Write out the items again, beginning at the line that contains "the person wearing baseball cap" and continuing through the end of the items, with every line kept. Shift each coordinate in the answers by -44, and leave all other numbers as they are.

[Saved entries]
★ ★ ★ ★ ★ ★ ★
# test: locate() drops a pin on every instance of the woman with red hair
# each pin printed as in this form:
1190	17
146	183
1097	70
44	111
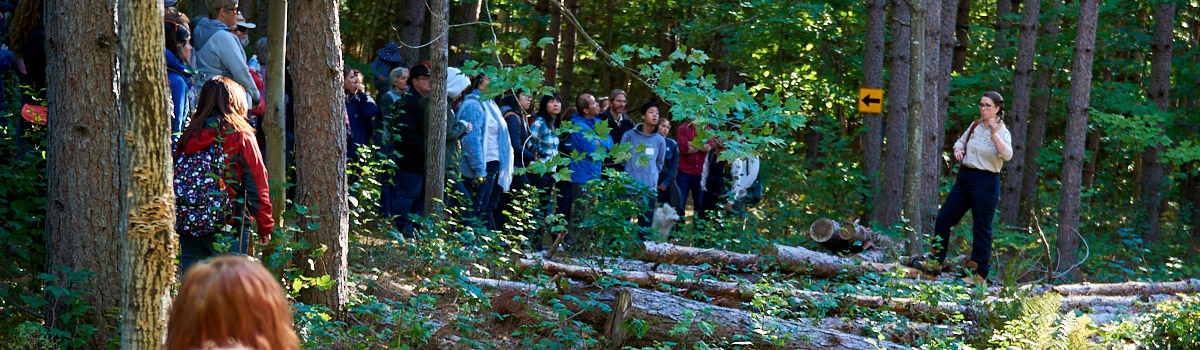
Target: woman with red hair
227	302
220	134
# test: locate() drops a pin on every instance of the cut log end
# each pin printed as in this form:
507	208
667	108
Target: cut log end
823	229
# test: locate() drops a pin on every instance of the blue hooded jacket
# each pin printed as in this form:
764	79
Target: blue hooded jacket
588	168
180	82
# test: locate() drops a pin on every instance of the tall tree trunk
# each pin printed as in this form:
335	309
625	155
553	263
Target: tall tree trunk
275	154
535	55
1159	92
1093	149
963	35
274	122
1192	195
607	71
148	211
1003	8
551	58
935	119
1077	128
1037	130
873	77
1023	82
83	228
321	152
898	115
912	181
569	34
463	36
411	26
436	113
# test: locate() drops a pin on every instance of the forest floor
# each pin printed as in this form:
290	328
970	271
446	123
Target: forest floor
779	297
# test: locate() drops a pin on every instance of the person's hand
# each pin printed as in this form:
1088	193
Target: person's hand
264	239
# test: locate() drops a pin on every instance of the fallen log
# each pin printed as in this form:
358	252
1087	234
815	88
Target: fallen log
849	237
1129	288
803	260
645	279
895	332
643	266
670	253
664	312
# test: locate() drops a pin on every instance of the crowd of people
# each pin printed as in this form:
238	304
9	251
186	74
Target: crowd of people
490	138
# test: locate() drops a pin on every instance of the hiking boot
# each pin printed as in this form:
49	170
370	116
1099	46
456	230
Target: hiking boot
975	281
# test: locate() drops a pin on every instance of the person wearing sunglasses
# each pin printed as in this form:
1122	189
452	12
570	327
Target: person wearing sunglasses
219	52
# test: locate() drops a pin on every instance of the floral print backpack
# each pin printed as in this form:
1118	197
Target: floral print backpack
202	201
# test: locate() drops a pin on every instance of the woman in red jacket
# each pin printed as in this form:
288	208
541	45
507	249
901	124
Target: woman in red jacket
221	116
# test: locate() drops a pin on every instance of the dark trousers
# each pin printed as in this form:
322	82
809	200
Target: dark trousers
689	183
484	195
508	200
977	191
402	198
197	248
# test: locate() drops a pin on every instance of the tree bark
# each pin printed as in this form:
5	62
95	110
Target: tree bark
551	56
643	279
1023	82
670	253
321	152
934	118
411	26
535	56
912	181
1159	94
873	78
275	152
1077	128
463	36
897	116
1093	149
436	112
83	225
569	41
148	210
1037	130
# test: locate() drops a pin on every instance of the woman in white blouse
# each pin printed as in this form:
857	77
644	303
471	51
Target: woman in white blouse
983	149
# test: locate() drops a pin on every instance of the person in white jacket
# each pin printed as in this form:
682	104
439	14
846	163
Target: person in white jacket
743	172
219	52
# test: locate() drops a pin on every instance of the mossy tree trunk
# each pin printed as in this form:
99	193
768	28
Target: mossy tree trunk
321	150
148	210
83	212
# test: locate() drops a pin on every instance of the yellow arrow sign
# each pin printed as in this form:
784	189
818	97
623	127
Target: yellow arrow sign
870	101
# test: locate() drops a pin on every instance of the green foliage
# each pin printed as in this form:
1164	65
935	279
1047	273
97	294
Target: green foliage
1037	324
1177	324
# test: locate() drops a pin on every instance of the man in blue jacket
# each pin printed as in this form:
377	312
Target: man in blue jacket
591	146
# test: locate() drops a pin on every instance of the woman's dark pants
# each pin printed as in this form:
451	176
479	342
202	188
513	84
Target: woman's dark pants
977	191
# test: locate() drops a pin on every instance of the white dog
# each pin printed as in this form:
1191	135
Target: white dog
664	221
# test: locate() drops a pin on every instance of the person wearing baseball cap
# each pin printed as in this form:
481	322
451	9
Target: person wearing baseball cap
388	59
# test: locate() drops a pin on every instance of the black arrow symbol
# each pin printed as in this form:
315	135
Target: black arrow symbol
★ ★ ★ ★ ★ ★ ★
• **SOLUTION**:
# test: locate() drops a pin on every instance of the person wearing baseball cap
# each pin printed as in this form:
481	322
451	9
Target: person wearing baseball cap
344	15
# test: locate() drops a pin on every instance of the black arrow symbol
# each pin printed as in this form:
315	135
Target: black arrow symbol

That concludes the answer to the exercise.